Hanya coba meyakini, mempercayai, mengalir dan menjalani....

Yang datang akan pergi...
Dan.. yang pergi akan selalu kembali..
Karena terikat dalam #promises,
*yakini*

Paaagiiii...
Selalu kukatakan pagi, walau ketika kutuliskan ini waktuku menunjukkan 22:31.  Rambutku masih basah, setelah mandi malam sepulang kerja.  Aroma kayu putih yang membaur dengan parfum kesukaanku, selalu menemani tidurku.  Selelah dan sedingin apa pun... aku pasti menyempatkan untuk mandi, karena aku takkan bisa terlelap jika badanku lengket.  Hmmm... kebiasaan yang sebenarnya kurang begitu baik.  Namun.. biarlah.. semua akan baik-baik saja, bisikku pada diri sendiri. Hehehe...

HPku menyala.  Tanda SMS yang masuk.  Woow.. decakku, hingga pukul 22:37 pun, masih ada mahasiswa yang menghubungi.  Aaaiiihh.... adakah yang salah dengan caraku memperlakukan mereka, tanyaku.  Ini bukan waktu yang tepat untuk menghubungiku.

» **Tugas Anda**
Lanjutkan catatan pribadi di atas tentang malam sepulang kerja dan SMS dari mahasiswa, mulai dari sesudah kalimat terakhirnya.

» **Data Tercatat**

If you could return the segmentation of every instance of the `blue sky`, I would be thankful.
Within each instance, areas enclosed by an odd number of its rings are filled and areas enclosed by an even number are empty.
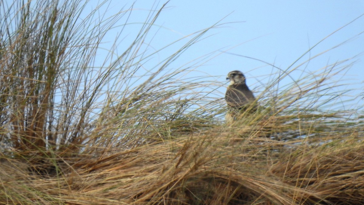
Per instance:
[[[151,9],[159,9],[166,2],[139,0],[135,2],[128,22],[132,23],[128,24],[121,34],[120,39],[122,40],[117,47],[118,52],[122,52],[132,42]],[[107,9],[106,16],[126,10],[134,3],[134,1],[116,0],[109,2],[108,7],[104,8]],[[90,3],[91,7],[87,8],[86,12],[87,9],[97,5]],[[188,77],[214,76],[206,79],[221,82],[222,86],[217,93],[221,94],[222,97],[226,89],[224,86],[226,86],[222,84],[228,82],[225,80],[227,74],[240,70],[248,78],[248,85],[258,95],[277,73],[287,69],[310,48],[363,13],[364,1],[360,0],[171,0],[150,31],[150,41],[147,45],[146,42],[146,50],[153,53],[184,38],[153,55],[143,64],[143,68],[153,72],[153,65],[178,50],[193,38],[193,35],[190,35],[191,34],[218,23],[222,24],[209,31],[204,35],[206,38],[189,48],[169,68],[173,71],[191,66],[195,71],[189,73]],[[125,18],[122,19],[120,24],[125,21]],[[114,28],[103,40],[102,46],[105,50],[111,49],[111,44],[114,43],[119,28]],[[345,84],[333,88],[333,92],[350,90],[345,94],[348,96],[343,95],[336,100],[345,107],[343,109],[362,108],[363,31],[364,16],[328,36],[304,56],[292,67],[328,50],[296,69],[290,77],[281,81],[281,85],[290,84],[294,80],[304,80],[305,75],[317,74],[327,65],[351,59],[343,65],[355,63],[328,82],[332,85]],[[355,100],[342,102],[360,94],[362,97]],[[332,109],[338,109],[334,107]]]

» **Jawaban Latihan**
Well... aku memang menunggu.  Tapi hanya menunggunya.  Di sini... dan mungkin memang ia sudah terlelap kini.  namun tak apalah.. aku hanya ingin menemani.  Maka tak akan kurasakan kepenatan yang terasa, karena kegalauan ini terus berpendar di kebisuanku.  Terus mencarinya, di keheningan tanpa kata.

Ingatan itu pun meloncat, pada kejadian yang terjadi seminggu lalu.  Langkah yang kutahan, telah kulepaskan bersama waktu.  Memang sudah saatnya... mungkin.  Dan memang pintu-pintu tujuanku, mulai terbuka satu per satu, seiring banyaknya do'a-do'a yang terpanjatkan untukku.
Hhhuuuuuft.... rasanya memang tak banyak yang tahu, bahwa kebahagiaan itu, harus tertebuskan dengan harga yang sangat mahal.   

Yaa Rabb.... izinkan, perkenankan dan kuatkanlah aku... untuk selalu bisa berdamai dengan duka dan kesakitan, yang memang Kau ciptakan bersama suka dan kebahagiaan.

 Dy.... Makan siang bareng yuuk.. aku menuju kampus.
Ok.
Di mana.. Vie?
Tempat biasa.. Dy,
Iya..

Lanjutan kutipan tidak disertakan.